▸ **Belge bölümü**
· · ·
Geçmişten gelen özellikleri olan milletlerin, geçmişte mevcut güzellikleri kaybetmeleri, hiçbir sebep yokken olmamaktadır. Bir kısım insanlar bu güzelliklerin kaybedilmesinde etkili oldukları halde, gelecekte olabilecekleri düşünemediklerinden; bozulmalar sonucu, cemiyetin genel gidişatına baktıklarında, “Vay be! Cemiyet bozulmuş” dediklerini duymuşuzdur. Hem bozacaksın, hem de karşımıza geçip; “cemiyet bozuk” diyeceksin. Buna en doğru ifadeyle, “bu ne perhiz, bu ne lahana turşusu” derler.
Bir insan düşününüz. Üst düzey görevdedir. Bir ilin belediye başkanıdır. Bir televizyon kanalında programa çıkmaktadır. Konuşuyor:
“Çocuklar, otobüslerde büyüklere yer vermeyin!” diye televizyondan bas bas bağırmaktadır. Gözümüzün içine bakarak bu sözleri sarf edebilmektedir. Şimdi de (zannediyorum), insanların gözünün içine baka baka, “Yahu! Ne hale geldik! Çocuklarda düşünce kalmadı. Ben altmış yaşına merdiven dayamış bir insanım. Küçücük çocuklar, gözümün içine baka baka oturuyorlar. Büyüklerine yer vermiyorlar” diyordur.
Rüzgâr ektin. Fırtına biçeceksin. Bu tabiatın bir kuralıdır. Rüzgârlar fırtınaları doğururlar. Eken sensin. Biçende sen olacaksın. Kimseye şikâyet etmeye hakkın yok.
“İnsanların böyle yanlış yönlendirilmeleri doğru mudur?” sorusuna, 100 kişiden 99 kişi, "Hayır! Doğru değildir. Bu sözler yanlış yönlendirmedir." diyeceklerdir. Tahminimiz bu merkezdeyken, verdiğimiz örnekten hareketle, insanların köşe yazılarıyla, yanlış yönlendirilmemeleri gerektiğini söyleyebiliriz. Bu hususa âzami dikkatin sarf edilmesi, en hafif anlamı ile bir insanlık borcudur. Bu borcuna sahip çıkmayacak yazarlar bulunabilir. Ancak bunların yazılarla deşifre edilmesi; yazılarının “KÖŞE YAZISI YAZMANIN GENEL KURALLARI’NA” uymadığının kendilerine bir şekilde iletilmesi; öğretilmesi; kafalarına sokulması gereklidir. Zira bu tür yazarlar, kavga ortamlarını körükleyerek/ insanları birbirlerine kırdırırcasına karşı karşıya getirerek; okuyucularının yanlış düşünce potansiyellerinde çırpınmalarına sebep olmaktadırlar. Bunun önüne geçecek meslek kuruluşlarının, yeniden düzenlenerek, sağlam temeller üzerinde köşe yazıları yazmalarını sağlayacak kuralları koymalarını sağlamaları gerekmektedir.
· · ·
▸ **Görevler**
**a)** Belge bölümünde örnek olarak anlatılan kişi hangi görevde bulunmaktadır?
**b)** Belge bölümüne göre köşe yazısı yazmanın genel kurallarına uymayan yazarlar için gerekli görülen bütün işlemleri sıralayın.
**c)** Aşağıdaki ifadelerin belge bölümüyle uyuşup uyuşmadığını evet ya da hayır ile belirtin ve her biri için belirleyici sözleri metinden alıntılayın. (i) Belediye başkanı televizyonda çocuklara otobüslerde büyüklere yer vermemelerini söyler. (ii) Metne göre 100 kişiden 50'si bu yönlendirmeyi yanlış bulacaktır. (iii) Metin, rüzgârların fırtınaları doğurmasını tabiatın bir kuralı olarak sunar.
Kayıtlar başka bir kaynaktan alınmıştır.

▸ **Sağlanan malzeme**
· · ·
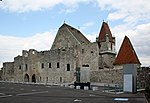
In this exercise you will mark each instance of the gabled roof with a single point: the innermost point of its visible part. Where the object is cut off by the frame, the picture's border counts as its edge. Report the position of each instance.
(76, 33)
(105, 30)
(126, 54)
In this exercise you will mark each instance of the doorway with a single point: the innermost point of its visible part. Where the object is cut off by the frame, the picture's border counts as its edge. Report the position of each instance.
(33, 78)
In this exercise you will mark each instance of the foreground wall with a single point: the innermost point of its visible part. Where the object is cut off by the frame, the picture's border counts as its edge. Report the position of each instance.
(114, 76)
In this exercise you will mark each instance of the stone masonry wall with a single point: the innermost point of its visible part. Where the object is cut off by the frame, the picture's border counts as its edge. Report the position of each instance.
(114, 76)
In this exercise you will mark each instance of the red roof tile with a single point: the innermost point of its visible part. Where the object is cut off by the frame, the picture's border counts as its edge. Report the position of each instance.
(105, 30)
(127, 54)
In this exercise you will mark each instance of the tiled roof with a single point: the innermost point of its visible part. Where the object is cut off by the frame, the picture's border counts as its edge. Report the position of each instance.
(127, 54)
(105, 30)
(76, 33)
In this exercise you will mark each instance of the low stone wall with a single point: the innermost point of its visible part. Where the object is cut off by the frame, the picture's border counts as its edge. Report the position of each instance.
(114, 76)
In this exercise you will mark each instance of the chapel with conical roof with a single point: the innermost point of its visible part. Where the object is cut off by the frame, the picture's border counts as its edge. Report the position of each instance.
(72, 57)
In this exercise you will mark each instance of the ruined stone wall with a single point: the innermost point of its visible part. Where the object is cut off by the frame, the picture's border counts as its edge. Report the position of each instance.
(8, 71)
(88, 55)
(114, 76)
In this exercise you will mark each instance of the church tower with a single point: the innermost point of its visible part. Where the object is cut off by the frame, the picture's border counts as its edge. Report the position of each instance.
(106, 43)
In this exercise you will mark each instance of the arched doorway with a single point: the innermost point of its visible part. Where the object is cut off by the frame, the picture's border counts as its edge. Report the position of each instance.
(33, 78)
(26, 78)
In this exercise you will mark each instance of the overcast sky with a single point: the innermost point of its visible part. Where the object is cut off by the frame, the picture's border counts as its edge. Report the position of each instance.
(33, 24)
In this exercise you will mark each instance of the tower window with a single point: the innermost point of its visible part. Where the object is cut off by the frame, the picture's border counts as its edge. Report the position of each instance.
(82, 51)
(49, 65)
(42, 65)
(68, 67)
(20, 67)
(57, 64)
(26, 67)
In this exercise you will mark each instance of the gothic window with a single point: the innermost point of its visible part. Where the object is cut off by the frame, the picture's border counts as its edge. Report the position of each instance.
(82, 51)
(26, 67)
(42, 65)
(57, 64)
(49, 65)
(20, 67)
(46, 79)
(68, 67)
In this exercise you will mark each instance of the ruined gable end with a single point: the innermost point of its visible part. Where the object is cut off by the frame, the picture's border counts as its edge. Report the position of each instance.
(68, 36)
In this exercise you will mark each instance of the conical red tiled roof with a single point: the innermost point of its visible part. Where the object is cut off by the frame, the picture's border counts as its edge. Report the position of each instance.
(126, 54)
(105, 30)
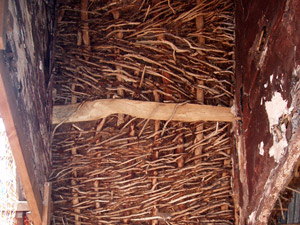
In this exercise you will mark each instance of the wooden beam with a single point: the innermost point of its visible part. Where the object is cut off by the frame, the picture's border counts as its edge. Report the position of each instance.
(19, 144)
(47, 204)
(97, 109)
(3, 9)
(22, 206)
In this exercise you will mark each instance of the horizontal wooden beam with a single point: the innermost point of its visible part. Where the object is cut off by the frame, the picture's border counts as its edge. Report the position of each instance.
(3, 9)
(22, 206)
(97, 109)
(19, 144)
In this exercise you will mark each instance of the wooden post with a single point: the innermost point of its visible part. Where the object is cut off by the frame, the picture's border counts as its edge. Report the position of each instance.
(199, 91)
(19, 144)
(3, 10)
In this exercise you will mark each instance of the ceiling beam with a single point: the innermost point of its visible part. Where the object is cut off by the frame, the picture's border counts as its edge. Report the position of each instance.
(18, 140)
(97, 109)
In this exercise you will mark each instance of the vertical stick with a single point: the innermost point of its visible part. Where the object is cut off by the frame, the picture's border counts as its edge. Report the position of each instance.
(85, 26)
(96, 183)
(199, 91)
(75, 200)
(155, 156)
(116, 15)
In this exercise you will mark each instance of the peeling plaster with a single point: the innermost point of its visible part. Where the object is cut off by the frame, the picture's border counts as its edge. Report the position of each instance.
(271, 78)
(261, 148)
(276, 108)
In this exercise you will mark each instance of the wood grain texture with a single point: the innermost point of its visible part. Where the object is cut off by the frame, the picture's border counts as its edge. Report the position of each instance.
(19, 145)
(97, 109)
(3, 9)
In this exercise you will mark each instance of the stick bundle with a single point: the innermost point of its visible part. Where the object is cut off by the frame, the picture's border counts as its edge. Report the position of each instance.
(132, 170)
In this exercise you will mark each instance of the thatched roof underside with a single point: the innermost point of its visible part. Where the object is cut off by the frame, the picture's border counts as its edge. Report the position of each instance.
(125, 170)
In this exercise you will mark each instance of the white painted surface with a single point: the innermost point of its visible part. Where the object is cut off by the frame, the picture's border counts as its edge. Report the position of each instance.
(276, 108)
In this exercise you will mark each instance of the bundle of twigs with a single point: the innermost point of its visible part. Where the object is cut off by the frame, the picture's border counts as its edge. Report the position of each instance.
(124, 170)
(115, 172)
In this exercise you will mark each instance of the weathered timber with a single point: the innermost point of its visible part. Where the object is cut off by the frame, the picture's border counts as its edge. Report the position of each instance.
(3, 9)
(97, 109)
(19, 145)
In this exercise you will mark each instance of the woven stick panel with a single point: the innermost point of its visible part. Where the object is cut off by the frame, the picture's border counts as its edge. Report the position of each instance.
(120, 181)
(133, 48)
(124, 170)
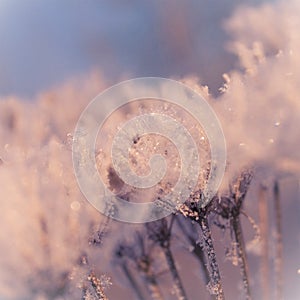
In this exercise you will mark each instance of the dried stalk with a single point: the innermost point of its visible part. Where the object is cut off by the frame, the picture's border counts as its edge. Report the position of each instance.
(132, 281)
(264, 224)
(160, 232)
(241, 252)
(278, 243)
(197, 249)
(215, 285)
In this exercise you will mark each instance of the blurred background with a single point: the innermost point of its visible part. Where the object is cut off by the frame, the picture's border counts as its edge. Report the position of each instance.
(57, 55)
(44, 43)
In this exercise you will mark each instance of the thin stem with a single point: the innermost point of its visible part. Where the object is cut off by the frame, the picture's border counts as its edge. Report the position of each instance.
(263, 222)
(132, 281)
(197, 249)
(215, 278)
(180, 292)
(153, 287)
(279, 246)
(237, 229)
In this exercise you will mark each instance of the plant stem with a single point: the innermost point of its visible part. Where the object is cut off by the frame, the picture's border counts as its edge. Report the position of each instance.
(278, 241)
(153, 287)
(215, 278)
(197, 249)
(264, 223)
(180, 292)
(132, 281)
(237, 229)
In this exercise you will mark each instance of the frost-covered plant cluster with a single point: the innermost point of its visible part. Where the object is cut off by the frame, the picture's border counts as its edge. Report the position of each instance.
(54, 245)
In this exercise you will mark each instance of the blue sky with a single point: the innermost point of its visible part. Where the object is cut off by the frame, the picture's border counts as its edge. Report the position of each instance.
(43, 43)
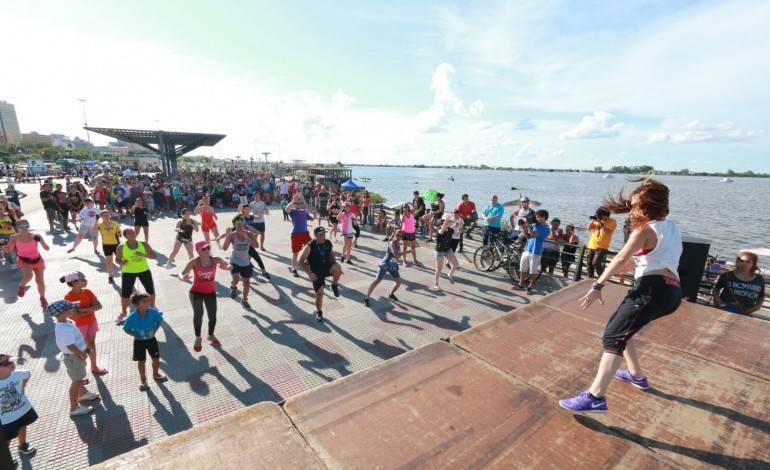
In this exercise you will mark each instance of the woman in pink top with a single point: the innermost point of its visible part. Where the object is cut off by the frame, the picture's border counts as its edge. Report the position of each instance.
(409, 227)
(28, 258)
(204, 290)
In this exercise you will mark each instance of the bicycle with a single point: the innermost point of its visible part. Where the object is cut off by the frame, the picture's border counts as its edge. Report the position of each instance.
(501, 251)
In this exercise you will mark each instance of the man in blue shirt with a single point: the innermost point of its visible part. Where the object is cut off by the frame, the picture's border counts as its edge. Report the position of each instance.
(530, 259)
(493, 215)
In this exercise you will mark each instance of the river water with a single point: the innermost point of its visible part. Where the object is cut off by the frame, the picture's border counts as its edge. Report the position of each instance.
(731, 216)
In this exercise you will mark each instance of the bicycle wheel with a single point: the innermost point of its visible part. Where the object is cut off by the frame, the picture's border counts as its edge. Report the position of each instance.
(484, 258)
(513, 267)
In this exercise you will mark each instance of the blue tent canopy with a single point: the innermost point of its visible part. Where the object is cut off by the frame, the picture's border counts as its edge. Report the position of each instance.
(349, 185)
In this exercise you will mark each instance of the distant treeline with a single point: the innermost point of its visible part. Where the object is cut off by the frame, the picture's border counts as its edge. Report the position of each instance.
(631, 170)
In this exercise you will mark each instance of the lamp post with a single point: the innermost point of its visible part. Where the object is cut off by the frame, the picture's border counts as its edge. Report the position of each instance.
(83, 101)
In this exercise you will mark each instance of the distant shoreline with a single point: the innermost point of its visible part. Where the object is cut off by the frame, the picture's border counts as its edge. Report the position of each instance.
(632, 171)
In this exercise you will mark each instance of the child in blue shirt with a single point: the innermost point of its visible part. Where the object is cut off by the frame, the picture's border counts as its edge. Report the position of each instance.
(142, 323)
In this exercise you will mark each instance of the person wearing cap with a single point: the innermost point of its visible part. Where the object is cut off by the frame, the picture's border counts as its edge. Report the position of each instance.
(28, 259)
(319, 262)
(85, 316)
(142, 325)
(568, 250)
(109, 230)
(132, 256)
(16, 411)
(203, 291)
(299, 234)
(388, 264)
(88, 217)
(74, 351)
(184, 229)
(602, 227)
(240, 261)
(551, 247)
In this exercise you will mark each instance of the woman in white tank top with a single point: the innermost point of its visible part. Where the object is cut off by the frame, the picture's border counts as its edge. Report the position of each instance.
(653, 251)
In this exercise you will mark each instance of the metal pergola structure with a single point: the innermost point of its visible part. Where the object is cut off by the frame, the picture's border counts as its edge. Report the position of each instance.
(169, 145)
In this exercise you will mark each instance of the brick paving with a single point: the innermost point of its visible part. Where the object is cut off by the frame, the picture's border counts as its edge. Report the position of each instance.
(269, 353)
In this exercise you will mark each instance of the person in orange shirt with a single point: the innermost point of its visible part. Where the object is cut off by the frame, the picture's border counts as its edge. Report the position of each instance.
(85, 316)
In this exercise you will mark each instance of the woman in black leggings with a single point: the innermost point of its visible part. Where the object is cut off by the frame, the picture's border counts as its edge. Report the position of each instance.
(653, 251)
(203, 290)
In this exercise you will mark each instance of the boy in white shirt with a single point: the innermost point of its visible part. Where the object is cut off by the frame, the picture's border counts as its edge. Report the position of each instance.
(71, 343)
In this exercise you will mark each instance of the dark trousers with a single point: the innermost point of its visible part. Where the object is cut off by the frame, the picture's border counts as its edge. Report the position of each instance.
(595, 260)
(198, 300)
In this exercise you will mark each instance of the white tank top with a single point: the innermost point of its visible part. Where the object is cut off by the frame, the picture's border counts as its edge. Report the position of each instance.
(666, 253)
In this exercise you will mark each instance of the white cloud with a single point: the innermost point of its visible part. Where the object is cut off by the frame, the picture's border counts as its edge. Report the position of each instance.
(483, 126)
(446, 102)
(695, 132)
(600, 124)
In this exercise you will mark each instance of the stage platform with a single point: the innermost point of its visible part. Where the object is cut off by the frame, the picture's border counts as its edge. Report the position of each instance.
(487, 398)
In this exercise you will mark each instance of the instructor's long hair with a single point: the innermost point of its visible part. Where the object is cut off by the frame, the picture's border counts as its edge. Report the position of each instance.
(653, 202)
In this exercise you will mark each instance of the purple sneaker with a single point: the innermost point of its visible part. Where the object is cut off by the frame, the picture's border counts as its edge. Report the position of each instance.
(584, 403)
(638, 382)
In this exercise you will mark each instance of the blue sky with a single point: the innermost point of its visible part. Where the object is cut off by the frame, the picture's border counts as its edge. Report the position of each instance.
(543, 83)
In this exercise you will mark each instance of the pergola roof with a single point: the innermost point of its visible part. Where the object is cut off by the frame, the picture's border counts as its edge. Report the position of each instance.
(180, 142)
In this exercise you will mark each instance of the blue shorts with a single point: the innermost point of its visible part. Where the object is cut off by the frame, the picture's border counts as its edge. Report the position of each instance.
(390, 268)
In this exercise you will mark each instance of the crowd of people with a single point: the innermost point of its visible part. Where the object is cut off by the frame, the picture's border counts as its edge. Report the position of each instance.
(338, 217)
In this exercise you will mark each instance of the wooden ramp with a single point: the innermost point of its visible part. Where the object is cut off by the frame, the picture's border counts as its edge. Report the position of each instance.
(488, 399)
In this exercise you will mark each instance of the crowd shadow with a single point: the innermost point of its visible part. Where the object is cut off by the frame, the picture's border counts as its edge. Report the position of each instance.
(708, 457)
(318, 358)
(41, 334)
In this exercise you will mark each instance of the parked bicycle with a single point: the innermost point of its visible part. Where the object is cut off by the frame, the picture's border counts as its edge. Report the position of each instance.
(500, 252)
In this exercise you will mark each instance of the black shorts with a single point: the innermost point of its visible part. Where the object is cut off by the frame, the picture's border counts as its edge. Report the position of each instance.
(12, 429)
(320, 279)
(144, 346)
(244, 271)
(650, 298)
(128, 280)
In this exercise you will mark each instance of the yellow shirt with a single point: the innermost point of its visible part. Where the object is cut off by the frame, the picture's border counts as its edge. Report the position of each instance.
(109, 232)
(601, 237)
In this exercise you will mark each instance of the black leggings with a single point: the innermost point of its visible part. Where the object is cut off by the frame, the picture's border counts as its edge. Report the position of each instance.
(254, 254)
(198, 300)
(650, 298)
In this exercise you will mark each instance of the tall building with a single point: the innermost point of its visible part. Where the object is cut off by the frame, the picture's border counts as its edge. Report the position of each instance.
(9, 124)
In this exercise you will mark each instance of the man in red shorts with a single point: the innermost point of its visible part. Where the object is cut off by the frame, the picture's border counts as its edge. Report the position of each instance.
(297, 210)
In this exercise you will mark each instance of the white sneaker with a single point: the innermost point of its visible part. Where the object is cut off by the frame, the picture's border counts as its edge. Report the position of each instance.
(81, 410)
(88, 396)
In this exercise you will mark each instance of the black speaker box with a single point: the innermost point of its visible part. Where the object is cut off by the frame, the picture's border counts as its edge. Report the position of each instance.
(692, 264)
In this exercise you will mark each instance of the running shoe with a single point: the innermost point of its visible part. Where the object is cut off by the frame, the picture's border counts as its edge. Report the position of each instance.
(81, 410)
(584, 403)
(626, 376)
(88, 396)
(27, 450)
· · ·
▸ **Yanıtlar**
**a)** Bir ilin belediye başkanıdır.

**b)**
- Yazılarla deşifre edilmeleri
- Yazılarının "KÖŞE YAZISI YAZMANIN GENEL KURALLARI'NA" uymadığının kendilerine bir şekilde iletilmesi
- Öğretilmesi
- Kafalarına sokulması

**c)**
(i) Evet: "Çocuklar, otobüslerde büyüklere yer vermeyin!"
(ii) Hayır: "100 kişiden 99 kişi, "Hayır! Doğru değildir. Bu sözler yanlış yönlendirmedir." diyeceklerdir."
(iii) Evet: "Bu tabiatın bir kuralıdır. Rüzgârlar fırtınaları doğururlar."